• [DATA EXTRACT]
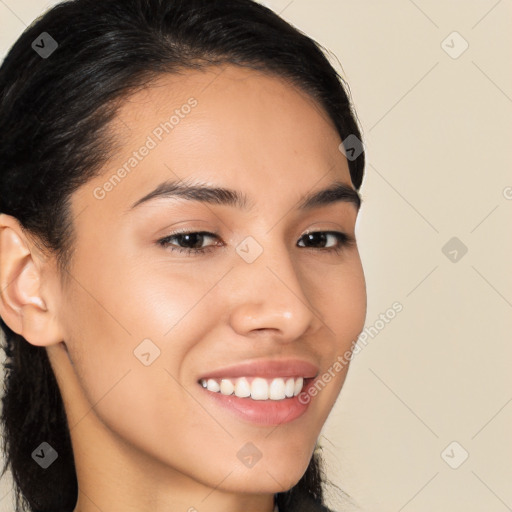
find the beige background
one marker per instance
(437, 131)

==

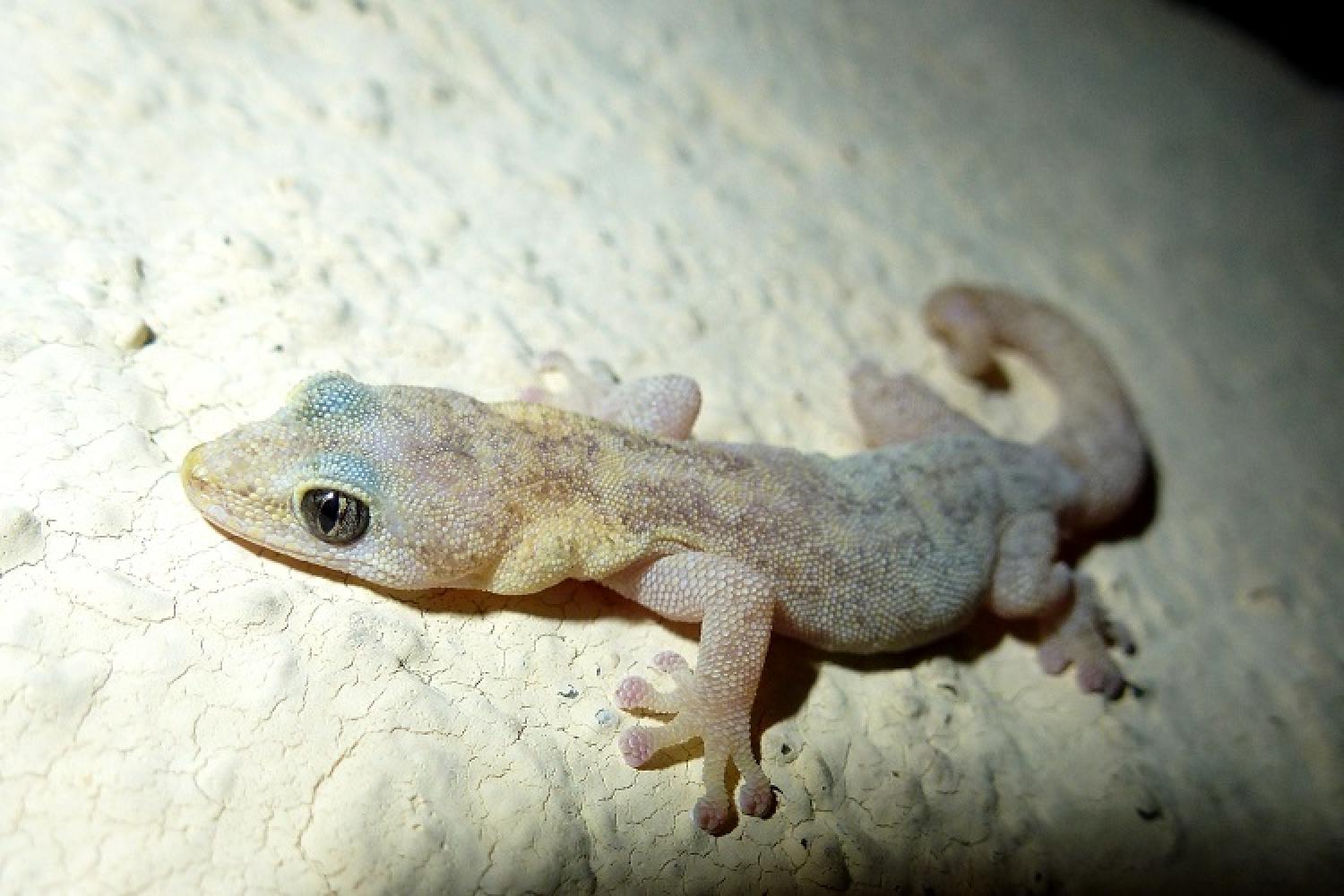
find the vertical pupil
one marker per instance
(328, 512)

• [TO DO]
Copy out each line of the listing that holds the string "find".

• [RESPONSE AREA]
find the beige background
find the vertical pupil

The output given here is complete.